> Directive:
In everything from the line containing "Where can the wrinkled" down to the end of the material, substitute "image" for "photo" and reproduce those lines with no other change.

> Data entries:
★ ★ ★ ★ ★

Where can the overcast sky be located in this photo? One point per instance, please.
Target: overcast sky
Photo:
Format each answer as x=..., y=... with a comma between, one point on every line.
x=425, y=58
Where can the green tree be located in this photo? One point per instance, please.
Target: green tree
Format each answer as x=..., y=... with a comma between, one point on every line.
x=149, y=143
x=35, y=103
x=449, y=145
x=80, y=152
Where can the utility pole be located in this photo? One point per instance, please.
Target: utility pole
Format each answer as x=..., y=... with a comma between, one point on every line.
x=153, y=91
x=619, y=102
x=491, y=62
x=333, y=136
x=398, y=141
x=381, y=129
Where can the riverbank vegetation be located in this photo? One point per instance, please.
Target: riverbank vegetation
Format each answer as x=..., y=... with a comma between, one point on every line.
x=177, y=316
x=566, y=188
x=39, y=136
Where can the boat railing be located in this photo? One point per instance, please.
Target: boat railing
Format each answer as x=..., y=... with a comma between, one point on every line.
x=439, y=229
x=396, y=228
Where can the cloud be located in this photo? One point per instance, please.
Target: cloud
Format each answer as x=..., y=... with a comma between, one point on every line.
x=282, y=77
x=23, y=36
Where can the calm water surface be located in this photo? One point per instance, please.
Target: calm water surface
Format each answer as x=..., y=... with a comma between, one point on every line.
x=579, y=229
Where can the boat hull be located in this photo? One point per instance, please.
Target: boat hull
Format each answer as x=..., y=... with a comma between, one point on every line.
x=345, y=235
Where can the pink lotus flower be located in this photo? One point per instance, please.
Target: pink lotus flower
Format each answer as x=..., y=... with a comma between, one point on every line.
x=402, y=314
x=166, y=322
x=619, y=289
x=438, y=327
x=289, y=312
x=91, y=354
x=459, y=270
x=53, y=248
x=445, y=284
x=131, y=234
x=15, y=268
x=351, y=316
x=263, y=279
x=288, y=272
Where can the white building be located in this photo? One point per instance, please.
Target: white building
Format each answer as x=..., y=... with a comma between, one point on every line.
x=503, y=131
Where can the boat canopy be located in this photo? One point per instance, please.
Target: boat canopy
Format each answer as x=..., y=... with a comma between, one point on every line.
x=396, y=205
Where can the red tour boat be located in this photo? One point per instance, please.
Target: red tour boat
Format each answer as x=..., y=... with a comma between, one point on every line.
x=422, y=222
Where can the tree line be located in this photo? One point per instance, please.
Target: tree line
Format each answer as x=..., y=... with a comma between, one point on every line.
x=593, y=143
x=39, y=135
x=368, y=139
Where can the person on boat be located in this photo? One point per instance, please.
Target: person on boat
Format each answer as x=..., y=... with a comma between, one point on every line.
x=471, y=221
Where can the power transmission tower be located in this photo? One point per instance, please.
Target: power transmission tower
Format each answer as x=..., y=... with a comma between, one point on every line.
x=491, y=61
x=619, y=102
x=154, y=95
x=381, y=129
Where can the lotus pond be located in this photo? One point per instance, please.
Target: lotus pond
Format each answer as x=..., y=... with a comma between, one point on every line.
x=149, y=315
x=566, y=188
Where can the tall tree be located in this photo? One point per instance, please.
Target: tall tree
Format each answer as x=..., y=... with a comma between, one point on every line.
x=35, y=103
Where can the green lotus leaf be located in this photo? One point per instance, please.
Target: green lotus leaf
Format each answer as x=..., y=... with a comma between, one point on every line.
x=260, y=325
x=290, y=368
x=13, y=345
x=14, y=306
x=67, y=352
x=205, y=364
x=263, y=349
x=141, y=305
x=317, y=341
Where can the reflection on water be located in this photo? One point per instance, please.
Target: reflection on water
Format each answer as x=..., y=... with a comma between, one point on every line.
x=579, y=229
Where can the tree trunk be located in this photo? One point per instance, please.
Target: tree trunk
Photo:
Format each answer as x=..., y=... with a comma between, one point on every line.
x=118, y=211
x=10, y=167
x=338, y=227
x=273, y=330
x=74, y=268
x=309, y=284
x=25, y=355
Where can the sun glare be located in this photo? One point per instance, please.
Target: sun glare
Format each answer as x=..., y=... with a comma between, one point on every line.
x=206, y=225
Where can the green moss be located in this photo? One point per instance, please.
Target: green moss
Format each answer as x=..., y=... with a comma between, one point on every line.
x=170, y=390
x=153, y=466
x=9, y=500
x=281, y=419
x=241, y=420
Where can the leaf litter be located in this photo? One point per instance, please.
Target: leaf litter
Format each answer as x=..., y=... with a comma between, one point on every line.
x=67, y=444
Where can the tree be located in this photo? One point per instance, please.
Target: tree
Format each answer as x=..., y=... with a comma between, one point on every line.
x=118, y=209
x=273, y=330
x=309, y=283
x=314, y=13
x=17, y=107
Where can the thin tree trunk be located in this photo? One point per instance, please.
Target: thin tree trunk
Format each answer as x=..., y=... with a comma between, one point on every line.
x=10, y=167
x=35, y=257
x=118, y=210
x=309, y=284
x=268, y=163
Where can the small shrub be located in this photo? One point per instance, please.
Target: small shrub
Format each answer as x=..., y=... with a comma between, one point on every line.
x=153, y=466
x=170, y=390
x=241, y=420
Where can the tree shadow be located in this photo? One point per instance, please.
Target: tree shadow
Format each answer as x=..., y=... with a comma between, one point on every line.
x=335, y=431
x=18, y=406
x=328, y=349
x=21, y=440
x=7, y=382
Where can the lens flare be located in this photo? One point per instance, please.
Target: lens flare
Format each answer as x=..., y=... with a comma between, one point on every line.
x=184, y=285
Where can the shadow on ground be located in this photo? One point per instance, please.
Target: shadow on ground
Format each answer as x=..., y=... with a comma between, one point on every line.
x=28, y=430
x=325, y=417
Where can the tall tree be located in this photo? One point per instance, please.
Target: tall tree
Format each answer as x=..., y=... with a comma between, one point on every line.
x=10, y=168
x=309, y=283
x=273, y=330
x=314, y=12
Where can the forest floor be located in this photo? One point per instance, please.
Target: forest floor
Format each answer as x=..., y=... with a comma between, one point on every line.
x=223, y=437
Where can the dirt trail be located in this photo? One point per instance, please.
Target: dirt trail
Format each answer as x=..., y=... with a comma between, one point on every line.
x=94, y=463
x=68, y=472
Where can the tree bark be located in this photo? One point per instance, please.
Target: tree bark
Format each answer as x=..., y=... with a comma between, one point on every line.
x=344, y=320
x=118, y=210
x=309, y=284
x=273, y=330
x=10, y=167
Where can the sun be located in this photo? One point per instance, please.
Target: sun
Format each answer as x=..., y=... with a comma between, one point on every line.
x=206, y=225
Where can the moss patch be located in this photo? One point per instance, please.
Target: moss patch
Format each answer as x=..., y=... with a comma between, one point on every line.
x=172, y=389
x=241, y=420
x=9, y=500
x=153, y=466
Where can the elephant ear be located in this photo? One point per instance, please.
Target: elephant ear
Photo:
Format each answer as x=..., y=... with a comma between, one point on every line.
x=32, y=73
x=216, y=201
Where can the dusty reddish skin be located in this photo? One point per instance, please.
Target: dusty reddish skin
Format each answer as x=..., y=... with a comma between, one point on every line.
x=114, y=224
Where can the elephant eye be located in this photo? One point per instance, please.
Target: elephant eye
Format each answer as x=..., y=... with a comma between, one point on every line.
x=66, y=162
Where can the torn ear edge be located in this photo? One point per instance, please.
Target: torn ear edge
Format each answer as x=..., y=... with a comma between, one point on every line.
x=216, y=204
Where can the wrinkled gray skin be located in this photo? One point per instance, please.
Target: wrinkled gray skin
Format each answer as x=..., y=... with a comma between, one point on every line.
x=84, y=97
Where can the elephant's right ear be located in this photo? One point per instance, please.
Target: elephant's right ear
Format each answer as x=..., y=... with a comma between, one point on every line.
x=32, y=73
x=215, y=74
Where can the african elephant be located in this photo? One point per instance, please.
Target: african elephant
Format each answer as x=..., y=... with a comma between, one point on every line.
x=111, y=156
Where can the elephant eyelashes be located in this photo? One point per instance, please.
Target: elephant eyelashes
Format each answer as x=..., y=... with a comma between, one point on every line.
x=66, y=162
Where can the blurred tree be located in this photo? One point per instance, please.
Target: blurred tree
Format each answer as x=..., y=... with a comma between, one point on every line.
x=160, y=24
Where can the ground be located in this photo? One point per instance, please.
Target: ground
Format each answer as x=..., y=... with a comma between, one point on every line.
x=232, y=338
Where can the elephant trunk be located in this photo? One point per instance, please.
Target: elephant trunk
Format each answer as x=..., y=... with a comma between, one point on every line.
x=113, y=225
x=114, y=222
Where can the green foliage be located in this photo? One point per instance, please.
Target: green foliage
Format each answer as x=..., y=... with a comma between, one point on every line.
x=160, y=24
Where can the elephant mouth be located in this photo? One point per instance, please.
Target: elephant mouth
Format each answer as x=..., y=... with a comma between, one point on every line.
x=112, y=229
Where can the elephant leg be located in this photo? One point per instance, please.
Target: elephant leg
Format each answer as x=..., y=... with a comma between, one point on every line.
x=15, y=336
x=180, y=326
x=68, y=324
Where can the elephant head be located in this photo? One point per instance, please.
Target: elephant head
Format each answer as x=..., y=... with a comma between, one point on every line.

★ ★ ★ ★ ★

> Result:
Where can the wrinkled gray skin be located in this image? One point per instance, please.
Target: wrinkled gray skin
Format each answer as x=..., y=... with a comma between, one point on every line.
x=84, y=97
Where can the elephant's right ear be located in this image? One point per instance, please.
Target: elephant's right ear
Format each answer as x=..., y=... with a comma between, one point on every line.
x=32, y=73
x=215, y=74
Where can the african elephant be located in this image? One point per instance, please.
Target: african elephant
Format each answer as x=..., y=... with a comma between, one point on every line.
x=111, y=156
Where can the elephant eyelashes be located in this image? One point per instance, please.
Target: elephant eyelashes
Format each answer as x=..., y=... with a comma between, one point on every line.
x=66, y=162
Where can the blurred tree be located in this image? One point per instance, please.
Target: blurred tree
Format each answer as x=..., y=... with a comma between, one point on every line.
x=160, y=24
Where can the ground be located in this image? One point per instance, please.
Target: ground
Format each answer as x=..., y=... with a comma between, one point on every line.
x=232, y=338
Where can the elephant trunk be located in this image? One point per instance, please.
Target: elephant trunk
Format each answer as x=..., y=... with a comma between, one point on every line.
x=113, y=225
x=114, y=222
Where can the green foliage be located in this image? One point per instance, please.
Target: green foliage
Format each answer as x=..., y=... with a comma between, one point on every line.
x=160, y=24
Where can the elephant mouth be located in this image? One point per instance, please.
Target: elephant mouth
Format each answer as x=..., y=... with a comma between, one point on every line.
x=112, y=229
Where can the elephant leg be located in this image? One point per instance, please.
Target: elephant leg
Format each answer as x=..., y=... with a comma between, one point on every line.
x=15, y=336
x=180, y=326
x=68, y=324
Where can the elephant head be located in this image? One point per instance, please.
Target: elephant head
Format each answer as x=..., y=... with a comma between, one point on every line.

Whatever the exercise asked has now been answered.